What is needed: Output all entries verbatim.

[Stored items from a collection]
------------------------------------

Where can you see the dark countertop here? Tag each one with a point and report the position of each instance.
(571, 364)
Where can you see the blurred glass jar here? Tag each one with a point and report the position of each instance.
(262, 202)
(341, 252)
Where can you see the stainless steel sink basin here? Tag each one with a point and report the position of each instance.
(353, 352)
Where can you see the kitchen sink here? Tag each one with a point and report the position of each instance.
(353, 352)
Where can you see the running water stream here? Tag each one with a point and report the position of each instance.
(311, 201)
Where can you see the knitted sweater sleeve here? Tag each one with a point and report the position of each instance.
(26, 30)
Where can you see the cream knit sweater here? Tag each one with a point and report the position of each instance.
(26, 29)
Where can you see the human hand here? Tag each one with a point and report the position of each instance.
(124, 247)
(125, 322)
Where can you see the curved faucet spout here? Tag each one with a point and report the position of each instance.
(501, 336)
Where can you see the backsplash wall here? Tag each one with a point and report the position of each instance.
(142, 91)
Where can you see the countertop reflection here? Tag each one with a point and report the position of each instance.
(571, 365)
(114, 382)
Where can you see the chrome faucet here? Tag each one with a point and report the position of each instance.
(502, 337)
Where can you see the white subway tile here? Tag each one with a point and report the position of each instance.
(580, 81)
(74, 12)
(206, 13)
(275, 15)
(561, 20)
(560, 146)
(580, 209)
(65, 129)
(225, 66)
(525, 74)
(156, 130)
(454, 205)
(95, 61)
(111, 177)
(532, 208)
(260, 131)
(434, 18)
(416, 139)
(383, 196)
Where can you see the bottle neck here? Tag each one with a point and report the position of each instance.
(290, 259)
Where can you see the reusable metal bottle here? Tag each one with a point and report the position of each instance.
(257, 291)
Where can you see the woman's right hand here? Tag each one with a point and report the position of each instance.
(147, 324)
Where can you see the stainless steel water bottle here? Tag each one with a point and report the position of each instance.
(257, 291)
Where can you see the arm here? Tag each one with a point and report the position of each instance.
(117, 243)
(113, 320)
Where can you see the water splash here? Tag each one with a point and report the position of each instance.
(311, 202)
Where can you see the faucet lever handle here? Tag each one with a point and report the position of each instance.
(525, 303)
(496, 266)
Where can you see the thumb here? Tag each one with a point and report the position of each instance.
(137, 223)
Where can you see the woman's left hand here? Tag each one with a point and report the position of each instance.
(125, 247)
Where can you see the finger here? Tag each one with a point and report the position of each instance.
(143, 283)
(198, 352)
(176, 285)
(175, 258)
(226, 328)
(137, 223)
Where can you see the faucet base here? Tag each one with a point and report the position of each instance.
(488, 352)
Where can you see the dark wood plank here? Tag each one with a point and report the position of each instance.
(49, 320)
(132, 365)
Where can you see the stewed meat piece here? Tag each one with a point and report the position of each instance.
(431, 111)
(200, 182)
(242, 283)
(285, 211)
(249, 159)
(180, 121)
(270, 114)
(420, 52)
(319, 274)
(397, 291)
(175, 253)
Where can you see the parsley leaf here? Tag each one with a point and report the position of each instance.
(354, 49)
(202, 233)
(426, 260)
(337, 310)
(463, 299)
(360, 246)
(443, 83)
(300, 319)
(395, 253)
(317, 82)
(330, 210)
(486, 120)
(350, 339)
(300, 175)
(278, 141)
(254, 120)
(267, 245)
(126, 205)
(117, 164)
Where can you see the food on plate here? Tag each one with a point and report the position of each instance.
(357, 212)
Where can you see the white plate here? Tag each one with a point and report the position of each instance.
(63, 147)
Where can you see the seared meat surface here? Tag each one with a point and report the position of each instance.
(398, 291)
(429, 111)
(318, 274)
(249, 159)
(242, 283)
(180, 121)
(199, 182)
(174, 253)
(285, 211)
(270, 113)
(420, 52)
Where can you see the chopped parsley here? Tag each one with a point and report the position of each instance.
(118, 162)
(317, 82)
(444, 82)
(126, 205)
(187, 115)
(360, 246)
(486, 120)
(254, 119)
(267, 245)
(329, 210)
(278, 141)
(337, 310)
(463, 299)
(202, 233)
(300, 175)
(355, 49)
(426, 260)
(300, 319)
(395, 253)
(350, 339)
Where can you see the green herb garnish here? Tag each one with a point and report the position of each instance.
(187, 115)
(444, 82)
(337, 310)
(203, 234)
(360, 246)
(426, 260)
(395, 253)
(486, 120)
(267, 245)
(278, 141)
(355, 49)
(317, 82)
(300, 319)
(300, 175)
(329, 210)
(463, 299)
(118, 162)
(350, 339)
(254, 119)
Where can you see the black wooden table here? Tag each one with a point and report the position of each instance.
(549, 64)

------------------------------------

Output for this task:
Where can you see the dark countertop here? Tag each one with a point and report the position of each instance.
(571, 364)
Where can you see the blurred glass jar here? Tag each one with a point and report the position of each instance.
(262, 202)
(341, 252)
Where can you see the stainless steel sink basin here? Tag each one with a point and report the position of each instance.
(353, 352)
Where can you see the kitchen sink here? Tag each one with a point and report the position of each instance.
(353, 352)
Where can you see the running water stream here? Tag each one with a point and report the position of each instance.
(311, 201)
Where can you see the knitted sweater sleeve here? Tag each one with a point and report the position of each instance.
(26, 30)
Where can you see the cream knit sweater here? Tag each one with a point and report the position of each instance.
(26, 29)
Where can you see the human hand here? Tag each one with a point and report the position of each instance.
(124, 247)
(125, 322)
Where can you see the curved faucet spout here? Tag each one with a point and report the position of each instance.
(501, 336)
Where can you see the backsplash wall here? Tag each one with a point and report the position of each instance.
(142, 91)
Where can you see the countertop reflection here? Tag each one with a point and report the position of each instance.
(571, 365)
(114, 382)
Where can you see the chrome faucet here? Tag each one with a point and report the position of each instance.
(502, 337)
Where can you see the white subway tile here? Tag each one with a point and report the position of each instance.
(580, 81)
(74, 12)
(206, 13)
(275, 15)
(561, 20)
(560, 146)
(580, 209)
(65, 129)
(225, 66)
(525, 74)
(156, 130)
(454, 205)
(95, 61)
(111, 177)
(532, 208)
(260, 131)
(434, 18)
(416, 139)
(383, 196)
Where can you see the bottle neck here? Tag each one with a point and report the position of each instance.
(290, 259)
Where can you see the reusable metal bottle here? Tag each one with a point and report the position of each instance.
(257, 291)
Where can you see the woman's right hand here? Tag each one with a point and report the position of each instance.
(147, 324)
Where can you see the stainless steel water bottle here? Tag each one with a point and report the position of each instance.
(257, 291)
Where can you see the arm here? Tag each one with a point and report the position of each instance.
(117, 243)
(113, 320)
Where can you see the water splash here? Tag each one with a point and report the position of each instance.
(311, 202)
Where can you see the faucet lever handle here? Tag each one with a point and report the position of each instance.
(525, 303)
(496, 266)
Where can you see the thumb here? Tag each one with a point and report the position of each instance.
(137, 223)
Where can you see the woman's left hand here? Tag each one with a point and report the position of each instance.
(125, 247)
Where can you see the finger here? Tag each one with a point and report the position of each instance.
(143, 283)
(198, 352)
(176, 285)
(175, 258)
(226, 328)
(137, 223)
Where can you see the faucet base here? Tag each one with a point and report the position of each instance.
(488, 352)
Where can you see the dark wood plank here? Tag each one with a point and report the position of each instance.
(49, 320)
(132, 365)
Where can you see the stewed meat piece here? Tag each one with a point and report the position of each instance.
(431, 111)
(200, 182)
(242, 283)
(285, 211)
(249, 159)
(180, 121)
(270, 114)
(420, 52)
(319, 274)
(397, 291)
(175, 253)
Where can you see the parsley leaf here? Tag each one with a point and report the position of each instance.
(354, 49)
(202, 233)
(426, 260)
(337, 310)
(463, 299)
(360, 246)
(443, 83)
(300, 319)
(395, 253)
(317, 82)
(330, 210)
(486, 120)
(350, 339)
(300, 175)
(278, 141)
(254, 120)
(267, 245)
(126, 205)
(117, 164)
Where can you see the food on plate here? Tag each one with a point and report the position of each instance.
(357, 212)
Where can you see the white plate here? Tag each one with a point and report the position of each instance.
(63, 147)
Where can you see the seared meat surface here? Tag each one with a point and report the position of each instance.
(398, 291)
(429, 111)
(318, 274)
(249, 159)
(242, 283)
(180, 121)
(199, 182)
(174, 253)
(285, 211)
(270, 113)
(420, 52)
Where can you see the chopped parsley here? Tag each one with a point and report the position of each instance.
(118, 162)
(317, 82)
(444, 82)
(126, 205)
(187, 115)
(360, 246)
(486, 120)
(254, 119)
(267, 245)
(329, 210)
(278, 141)
(337, 310)
(463, 299)
(202, 233)
(300, 175)
(355, 49)
(426, 260)
(300, 319)
(395, 253)
(350, 339)
Where can you see the green herb garnish here? Tag each one with a point and report the position of each instance.
(187, 115)
(444, 82)
(337, 310)
(203, 234)
(360, 246)
(426, 260)
(395, 253)
(486, 120)
(267, 245)
(278, 141)
(355, 49)
(317, 82)
(300, 319)
(300, 175)
(329, 210)
(463, 299)
(118, 162)
(350, 339)
(254, 119)
Where can you see the black wooden table here? Tag each one with a point and report the position of each instance.
(549, 64)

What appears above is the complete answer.